TEXT SEGMENT:
Begin

Brazil has stopped being a "maybe someday" market for global brands. It's already an active one, with local-savvy players growing fast and a learning curve that's steeper than most agencies promise.
If you're a CMO, brand director or growth lead planning a Brazil launch, the notes below are based on what we've seen running campaigns across São Paulo, Rio and Belo Horizonte over the last few years. Both what worked and what didn't.
Why Brazil deserves a creator strategy of its own
Brazil is the largest digital market in Latin America and one of the most engaged on the planet. A few characteristics that shape every budget decision:
- Most Brazilians are on a phone. Social media here is almost entirely mobile. Creative built for desktop gets ignored.
- Vertical video dominates discovery. Reels, TikTok and YouTube Shorts drive most reach. Static feed posts have lost a meaningful chunk of organic distribution.

End

PROVIDED MATERIAL:

Begin

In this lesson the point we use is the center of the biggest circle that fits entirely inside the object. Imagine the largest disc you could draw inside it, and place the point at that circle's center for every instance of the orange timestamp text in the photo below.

End

STATED EXERCISE: Extend the article on launching creator campaigns in Brazil, starting immediately after its final sentence.

TASK ANSWER:
- Authenticity beats polish. UGC-style content from a credible creator usually outperforms broadcast-style spot production. Brands that bring a polished international ad and translate it tend to under-perform.
- Engagement benchmarks are higher. Brazilian engagement rates tend to run above US and European averages at every tier. If you're setting KPIs from Western benchmarks, the bar should move up - strong mid-tier creators here often run 2–3× the engagement of equivalent creators in the US for the same follower count.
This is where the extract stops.